EXCERPT PROVIDED
---
Textile industrial terms used in Hong Kong Cotton-Spinning…Co 1898-1914

Hugh Farmer: The article The Hongkong Cotton-Spinning, Weaving and Dyeing Company Ltd 1898-1914 contained a number of terms with which I and possibly others are unfamiliar. I thought it might be useful to explain what these words or phrases mean and to briefly mention the aim of any process involved rather than detailed construction of any machine mentioned. The latter would of course also be useful.

I have leant heavily on William Jones’ Dictionary of Industrial Archaelogy Sutton Publishing, 1996 which is a valuable source for anyone wishing to understand more about the vocabulary of industrial history especially that of the UK. Many of HK’s large industrial companies used UK manufactured equipment and machinery as in the case of the Hongkong Cotton-Spinning…Company.
---
RECORDS FOR THE EXERCISE
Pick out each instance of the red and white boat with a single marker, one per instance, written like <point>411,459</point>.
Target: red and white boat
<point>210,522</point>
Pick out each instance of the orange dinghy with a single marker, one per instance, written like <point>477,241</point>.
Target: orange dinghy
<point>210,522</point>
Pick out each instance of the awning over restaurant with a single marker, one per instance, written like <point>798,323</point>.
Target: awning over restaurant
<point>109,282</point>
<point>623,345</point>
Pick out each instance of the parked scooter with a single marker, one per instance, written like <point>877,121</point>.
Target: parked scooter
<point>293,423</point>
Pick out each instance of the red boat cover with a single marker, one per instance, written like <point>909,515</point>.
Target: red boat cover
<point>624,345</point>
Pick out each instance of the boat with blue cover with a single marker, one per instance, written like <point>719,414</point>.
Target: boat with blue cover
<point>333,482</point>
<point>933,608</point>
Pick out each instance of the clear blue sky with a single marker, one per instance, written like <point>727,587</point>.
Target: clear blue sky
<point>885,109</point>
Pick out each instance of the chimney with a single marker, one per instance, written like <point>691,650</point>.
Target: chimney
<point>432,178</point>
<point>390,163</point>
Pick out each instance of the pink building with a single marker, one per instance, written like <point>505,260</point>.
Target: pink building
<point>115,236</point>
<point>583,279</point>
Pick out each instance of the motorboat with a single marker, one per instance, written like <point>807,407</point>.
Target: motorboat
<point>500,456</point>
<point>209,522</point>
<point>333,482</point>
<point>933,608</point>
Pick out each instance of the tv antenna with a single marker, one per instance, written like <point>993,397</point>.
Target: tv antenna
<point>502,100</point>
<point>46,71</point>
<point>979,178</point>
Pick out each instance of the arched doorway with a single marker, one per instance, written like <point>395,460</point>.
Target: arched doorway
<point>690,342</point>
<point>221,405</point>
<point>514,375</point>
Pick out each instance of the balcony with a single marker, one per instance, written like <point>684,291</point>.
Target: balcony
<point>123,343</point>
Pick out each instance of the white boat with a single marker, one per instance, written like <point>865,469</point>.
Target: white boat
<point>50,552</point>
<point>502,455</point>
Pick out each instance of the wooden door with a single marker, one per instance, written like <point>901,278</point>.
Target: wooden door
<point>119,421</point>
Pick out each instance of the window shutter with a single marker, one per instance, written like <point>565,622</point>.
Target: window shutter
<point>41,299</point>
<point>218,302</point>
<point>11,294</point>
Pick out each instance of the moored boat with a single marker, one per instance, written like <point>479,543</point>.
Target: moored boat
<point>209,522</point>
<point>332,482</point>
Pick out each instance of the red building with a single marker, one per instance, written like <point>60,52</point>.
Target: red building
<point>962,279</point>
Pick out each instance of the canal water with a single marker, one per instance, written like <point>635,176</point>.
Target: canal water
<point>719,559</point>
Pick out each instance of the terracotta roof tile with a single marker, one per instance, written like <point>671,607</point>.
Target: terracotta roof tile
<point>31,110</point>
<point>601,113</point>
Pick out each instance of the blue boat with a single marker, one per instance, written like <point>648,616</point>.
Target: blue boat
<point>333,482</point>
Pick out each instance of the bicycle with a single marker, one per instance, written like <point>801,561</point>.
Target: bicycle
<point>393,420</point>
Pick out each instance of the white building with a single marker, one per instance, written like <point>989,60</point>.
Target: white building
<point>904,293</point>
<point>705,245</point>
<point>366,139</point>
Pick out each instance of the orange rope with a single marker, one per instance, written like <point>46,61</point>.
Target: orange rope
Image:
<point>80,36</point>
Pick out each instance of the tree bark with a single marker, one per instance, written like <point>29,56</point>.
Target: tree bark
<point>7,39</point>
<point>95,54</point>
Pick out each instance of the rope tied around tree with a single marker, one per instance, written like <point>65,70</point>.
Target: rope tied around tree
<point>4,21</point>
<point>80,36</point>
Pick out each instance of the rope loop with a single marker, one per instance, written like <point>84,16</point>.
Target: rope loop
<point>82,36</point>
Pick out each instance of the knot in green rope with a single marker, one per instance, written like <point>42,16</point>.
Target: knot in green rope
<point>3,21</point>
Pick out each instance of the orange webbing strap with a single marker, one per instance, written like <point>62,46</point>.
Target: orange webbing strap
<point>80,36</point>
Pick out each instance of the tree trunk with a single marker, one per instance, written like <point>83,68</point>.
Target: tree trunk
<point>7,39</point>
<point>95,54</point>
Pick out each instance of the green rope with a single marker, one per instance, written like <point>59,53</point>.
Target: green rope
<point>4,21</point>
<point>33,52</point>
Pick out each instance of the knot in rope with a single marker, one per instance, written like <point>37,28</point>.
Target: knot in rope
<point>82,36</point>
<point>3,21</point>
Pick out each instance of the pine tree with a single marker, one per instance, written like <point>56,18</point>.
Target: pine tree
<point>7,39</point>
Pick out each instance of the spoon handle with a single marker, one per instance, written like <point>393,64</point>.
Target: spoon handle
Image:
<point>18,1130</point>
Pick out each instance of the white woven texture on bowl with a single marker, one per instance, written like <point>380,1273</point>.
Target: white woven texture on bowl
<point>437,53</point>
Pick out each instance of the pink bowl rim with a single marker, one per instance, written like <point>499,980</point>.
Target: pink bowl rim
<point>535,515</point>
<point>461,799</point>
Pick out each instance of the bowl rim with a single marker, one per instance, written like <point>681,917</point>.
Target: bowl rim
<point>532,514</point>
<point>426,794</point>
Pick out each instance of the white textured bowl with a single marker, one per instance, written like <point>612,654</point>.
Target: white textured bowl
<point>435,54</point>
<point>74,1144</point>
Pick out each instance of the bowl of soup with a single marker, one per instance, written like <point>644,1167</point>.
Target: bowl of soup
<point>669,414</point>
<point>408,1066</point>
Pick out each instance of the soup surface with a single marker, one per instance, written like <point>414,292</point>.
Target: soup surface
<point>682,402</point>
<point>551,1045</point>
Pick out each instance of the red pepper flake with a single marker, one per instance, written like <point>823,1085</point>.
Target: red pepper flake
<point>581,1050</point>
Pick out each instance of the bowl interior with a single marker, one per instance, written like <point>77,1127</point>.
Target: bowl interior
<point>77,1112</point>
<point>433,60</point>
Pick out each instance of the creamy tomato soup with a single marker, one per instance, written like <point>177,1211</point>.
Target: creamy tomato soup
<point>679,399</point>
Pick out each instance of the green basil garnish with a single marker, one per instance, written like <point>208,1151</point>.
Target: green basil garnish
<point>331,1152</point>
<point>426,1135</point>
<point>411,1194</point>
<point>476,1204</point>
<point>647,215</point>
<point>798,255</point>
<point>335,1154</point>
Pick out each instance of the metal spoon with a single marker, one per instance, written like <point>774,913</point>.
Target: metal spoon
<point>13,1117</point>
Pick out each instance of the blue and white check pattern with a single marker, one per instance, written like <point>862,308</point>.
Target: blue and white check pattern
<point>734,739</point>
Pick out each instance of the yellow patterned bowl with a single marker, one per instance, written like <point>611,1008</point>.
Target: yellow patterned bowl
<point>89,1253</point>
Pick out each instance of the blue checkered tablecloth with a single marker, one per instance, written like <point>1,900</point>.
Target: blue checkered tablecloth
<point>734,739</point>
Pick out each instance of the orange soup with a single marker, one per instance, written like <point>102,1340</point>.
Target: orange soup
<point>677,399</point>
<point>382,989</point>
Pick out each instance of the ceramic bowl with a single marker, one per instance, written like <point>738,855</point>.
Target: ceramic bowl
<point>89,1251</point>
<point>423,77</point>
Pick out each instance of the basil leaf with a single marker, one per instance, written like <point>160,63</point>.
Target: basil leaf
---
EXERCISE TASKS
• A. According to the piece on textile terms, where was much of the equipment used by Hong Kong's large industrial companies manufactured?
• B. Reproduce the part of the records that opens with the line containing "Pick out each instance of the orange soup" and closes with the line containing "<point>423,77</point>", substituting "clay bowl" for "ceramic bowl" and leaving everything else as it is. Give only those lines.
The text and the records were taken from unrelated sources.

TASK ANSWERS
• A. In the UK.

• B.
Pick out each instance of the orange soup with a single marker, one per instance, written like <point>102,1340</point>.
Target: orange soup
<point>677,399</point>
<point>382,989</point>
Pick out each instance of the clay bowl with a single marker, one per instance, written like <point>738,855</point>.
Target: clay bowl
<point>89,1251</point>
<point>423,77</point>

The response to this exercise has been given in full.